■ **Task list**:
**A.** In the account of Andrew Leighton's death, how many Prothiaden tablets did the police find in the house in total?
**B.** Decide whether each statement agrees with the account of Andrew Leighton's death: (i) Andrew Leighton's mother called 999 on 2 July 2000; (ii) the drug was prescribed after a road traffic accident in 1994; (iii) the doctor estimated that Andrew Leighton had been dead for less than six hours. For each, answer yes or no and quote the deciding words from the account.
Selected passage START
Place: Craven Street, Birkenhead, Merseyside

Andrew Leighton died from an overdose of anti-depressants at his home in Craven Street, Birkenhead.

A couple were charged with his manslaughter by gross negligence, but nothing more is known, however, his death is still reported as being unsolved.

The couple appeared at Liverpool Crown Court in June 2001 accused of unlawfully killing him between 30 June and 3 July 2000.

They also denied ill-treating him between 28 October 1997 and 3 July 2000.

Andrew Leighton was found dead in his bedroom with blue lips and froth around his mouth.

It was heard that there were 100 Prothiaden tablets strewn across the floor and in a grey container in the room, which looked and tasted like sweets to a child, and that in addition to those, there were 12 tablets in his bunk bed, and that two more half chewed and sucked tablets were found stuck to the right shoulder of his pyjama shirt.

The police found over 1,000 Prothiaden tablets in total in the house, as well as a total of 1,900 tablets of a variety of medicines.

The man had been prescribed the drug, in capsule and tablet form, following a road traffic accident in 1994 after which he suffered post-traumatic stress disorder.

At the trial, the prosecution said:

It is the prosecution's case that the defendants failed to prevent Andrew from taking the fatal dose. We say his death was due to gross negligence. Each owed a duty to take reasonable care of him and to ensure that he could not take these tablets. If you are sure they knew that there were medicines in his bedroom then there was a clear and obvious breach of that duty. They should not have left any medicines in his bedroom. Here was a large supply of pills, many of which were not in any form of child-proof container. Their conduct was so bad in all the circumstances as to amount to a criminal act and hence they are guilty of manslaughter.

Andrew Leighton's 22-year-old mother called 999 shortly after 10am on 2 July 2000 and told the operator that Andrew Leighton was dead.

She said:

He's shaken all of these tablets all over his floor, I've just gone in his room.

When she was asked how the tablets came to be in his room, she said she didn't know, claiming that they were normally kept in the top unit of the kitchen cupboard.

When a doctor arrived, he estimated that Andrew Leighton had been dead for between 6 and 12 hours.

The court also heard that Andrew Leighton's mother had suffered from epilepsy since falling from her bicycle in 1989 and had numerous fits that she had difficulty controlling because she did not take her medication regularly. The court also heard that she had dropped Andrew Leighton in 1998 during an epileptic attack.
Selected passage END
Data under study START
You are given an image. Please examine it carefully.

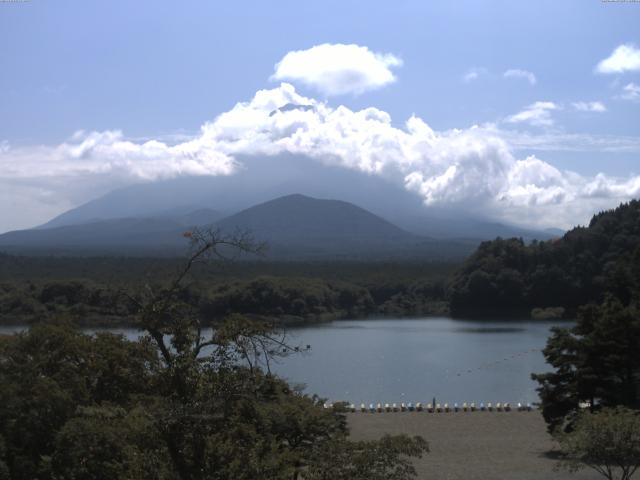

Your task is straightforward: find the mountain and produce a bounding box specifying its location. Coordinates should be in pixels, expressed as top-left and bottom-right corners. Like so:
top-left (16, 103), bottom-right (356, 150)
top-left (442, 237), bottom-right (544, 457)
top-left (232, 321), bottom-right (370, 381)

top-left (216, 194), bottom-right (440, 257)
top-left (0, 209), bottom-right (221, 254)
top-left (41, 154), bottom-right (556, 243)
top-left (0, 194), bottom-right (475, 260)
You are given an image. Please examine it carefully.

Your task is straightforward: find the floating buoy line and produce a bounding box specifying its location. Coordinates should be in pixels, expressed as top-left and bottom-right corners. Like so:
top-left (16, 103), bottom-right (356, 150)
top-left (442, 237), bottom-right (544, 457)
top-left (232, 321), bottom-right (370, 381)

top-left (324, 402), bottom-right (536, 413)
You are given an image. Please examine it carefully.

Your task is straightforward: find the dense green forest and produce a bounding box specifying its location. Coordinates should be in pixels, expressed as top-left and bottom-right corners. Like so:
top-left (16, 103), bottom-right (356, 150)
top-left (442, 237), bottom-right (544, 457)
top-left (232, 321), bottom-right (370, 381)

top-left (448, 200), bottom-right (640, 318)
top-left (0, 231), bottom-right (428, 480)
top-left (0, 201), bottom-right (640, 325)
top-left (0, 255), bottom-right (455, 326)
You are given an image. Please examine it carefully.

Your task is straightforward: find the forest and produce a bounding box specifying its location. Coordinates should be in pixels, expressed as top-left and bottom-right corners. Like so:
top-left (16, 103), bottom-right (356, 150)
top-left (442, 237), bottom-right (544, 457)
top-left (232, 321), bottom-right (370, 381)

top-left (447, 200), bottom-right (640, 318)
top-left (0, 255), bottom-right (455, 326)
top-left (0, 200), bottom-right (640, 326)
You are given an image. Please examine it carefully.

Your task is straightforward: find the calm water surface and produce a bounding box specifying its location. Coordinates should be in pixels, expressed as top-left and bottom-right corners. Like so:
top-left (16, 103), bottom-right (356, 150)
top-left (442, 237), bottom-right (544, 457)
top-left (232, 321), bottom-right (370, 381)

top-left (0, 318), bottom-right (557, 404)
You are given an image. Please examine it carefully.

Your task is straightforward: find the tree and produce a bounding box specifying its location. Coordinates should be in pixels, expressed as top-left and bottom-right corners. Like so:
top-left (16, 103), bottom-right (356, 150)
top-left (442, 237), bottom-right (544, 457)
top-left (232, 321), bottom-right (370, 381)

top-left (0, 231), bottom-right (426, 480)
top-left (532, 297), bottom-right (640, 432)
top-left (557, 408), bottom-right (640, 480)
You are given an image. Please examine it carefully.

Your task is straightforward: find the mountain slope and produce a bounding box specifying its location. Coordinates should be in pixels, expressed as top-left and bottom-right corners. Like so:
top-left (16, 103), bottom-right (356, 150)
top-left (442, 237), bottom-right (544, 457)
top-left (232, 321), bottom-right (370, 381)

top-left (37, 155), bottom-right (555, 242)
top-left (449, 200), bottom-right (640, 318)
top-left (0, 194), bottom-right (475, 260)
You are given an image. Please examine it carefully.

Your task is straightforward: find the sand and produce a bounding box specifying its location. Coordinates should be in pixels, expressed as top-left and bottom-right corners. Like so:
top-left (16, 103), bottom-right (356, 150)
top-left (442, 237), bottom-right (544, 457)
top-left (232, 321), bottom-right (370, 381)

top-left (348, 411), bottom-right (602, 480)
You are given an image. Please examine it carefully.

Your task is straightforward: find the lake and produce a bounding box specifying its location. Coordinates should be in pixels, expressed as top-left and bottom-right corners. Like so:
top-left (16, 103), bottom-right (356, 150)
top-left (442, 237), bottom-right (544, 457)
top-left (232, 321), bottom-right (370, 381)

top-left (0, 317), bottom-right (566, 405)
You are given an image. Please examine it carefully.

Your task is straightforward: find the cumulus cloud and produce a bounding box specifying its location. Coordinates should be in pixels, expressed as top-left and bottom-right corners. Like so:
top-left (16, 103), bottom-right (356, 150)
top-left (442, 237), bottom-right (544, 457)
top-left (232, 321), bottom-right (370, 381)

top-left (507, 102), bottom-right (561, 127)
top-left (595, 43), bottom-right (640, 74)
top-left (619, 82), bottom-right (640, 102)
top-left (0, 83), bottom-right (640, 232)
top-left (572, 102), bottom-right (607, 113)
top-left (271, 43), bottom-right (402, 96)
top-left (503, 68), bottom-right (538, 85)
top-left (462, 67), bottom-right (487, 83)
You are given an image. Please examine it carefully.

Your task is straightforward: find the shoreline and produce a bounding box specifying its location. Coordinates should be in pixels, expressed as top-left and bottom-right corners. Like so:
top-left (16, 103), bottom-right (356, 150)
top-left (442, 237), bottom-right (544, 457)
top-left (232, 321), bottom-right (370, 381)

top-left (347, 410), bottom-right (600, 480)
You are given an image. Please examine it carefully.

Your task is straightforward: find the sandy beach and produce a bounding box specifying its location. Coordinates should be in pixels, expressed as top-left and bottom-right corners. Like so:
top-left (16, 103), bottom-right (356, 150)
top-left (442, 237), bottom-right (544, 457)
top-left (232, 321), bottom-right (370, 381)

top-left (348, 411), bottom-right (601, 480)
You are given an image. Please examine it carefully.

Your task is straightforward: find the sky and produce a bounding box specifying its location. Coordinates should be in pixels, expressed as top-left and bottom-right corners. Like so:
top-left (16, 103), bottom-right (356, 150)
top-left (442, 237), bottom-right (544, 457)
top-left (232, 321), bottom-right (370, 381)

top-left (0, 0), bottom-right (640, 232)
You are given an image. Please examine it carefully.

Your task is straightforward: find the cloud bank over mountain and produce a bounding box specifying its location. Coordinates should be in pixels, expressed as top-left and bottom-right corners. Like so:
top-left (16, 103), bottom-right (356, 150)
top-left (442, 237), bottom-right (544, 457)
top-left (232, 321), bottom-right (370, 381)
Data under study END
Data under study START
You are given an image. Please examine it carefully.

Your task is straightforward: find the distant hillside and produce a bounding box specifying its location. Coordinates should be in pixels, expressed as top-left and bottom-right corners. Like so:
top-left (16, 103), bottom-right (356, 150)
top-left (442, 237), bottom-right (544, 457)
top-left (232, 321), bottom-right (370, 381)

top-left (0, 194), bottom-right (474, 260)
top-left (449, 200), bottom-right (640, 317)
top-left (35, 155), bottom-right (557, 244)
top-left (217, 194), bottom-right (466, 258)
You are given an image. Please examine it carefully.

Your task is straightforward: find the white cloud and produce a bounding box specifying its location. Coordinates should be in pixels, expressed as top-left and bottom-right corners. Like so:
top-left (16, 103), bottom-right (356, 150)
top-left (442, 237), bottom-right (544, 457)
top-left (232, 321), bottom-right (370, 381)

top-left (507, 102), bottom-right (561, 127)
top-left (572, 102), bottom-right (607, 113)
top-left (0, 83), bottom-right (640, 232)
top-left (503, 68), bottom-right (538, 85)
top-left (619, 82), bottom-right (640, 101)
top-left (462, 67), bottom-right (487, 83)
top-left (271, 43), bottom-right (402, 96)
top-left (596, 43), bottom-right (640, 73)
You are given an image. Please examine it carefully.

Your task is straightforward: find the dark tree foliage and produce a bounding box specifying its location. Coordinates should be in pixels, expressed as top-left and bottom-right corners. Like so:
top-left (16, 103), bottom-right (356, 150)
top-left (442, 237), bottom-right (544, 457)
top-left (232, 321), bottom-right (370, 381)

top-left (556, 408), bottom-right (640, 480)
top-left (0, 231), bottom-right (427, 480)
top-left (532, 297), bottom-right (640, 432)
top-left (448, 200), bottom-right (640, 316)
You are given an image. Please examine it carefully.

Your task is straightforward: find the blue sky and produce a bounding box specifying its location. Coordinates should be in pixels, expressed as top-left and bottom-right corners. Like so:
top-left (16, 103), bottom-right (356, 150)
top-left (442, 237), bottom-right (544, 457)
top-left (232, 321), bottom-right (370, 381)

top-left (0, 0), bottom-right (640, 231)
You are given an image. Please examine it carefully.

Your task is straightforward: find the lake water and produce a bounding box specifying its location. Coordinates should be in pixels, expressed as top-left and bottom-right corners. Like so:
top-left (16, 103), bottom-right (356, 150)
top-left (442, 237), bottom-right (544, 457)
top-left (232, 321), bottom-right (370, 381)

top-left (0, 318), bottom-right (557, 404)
Data under study END
■ **Answers below**:
**A.** Over 1,000.

**B.**
(i) Yes: "called 999 shortly after 10am on 2 July 2000"
(ii) Yes: "following a road traffic accident in 1994"
(iii) No: "had been dead for between 6 and 12 hours"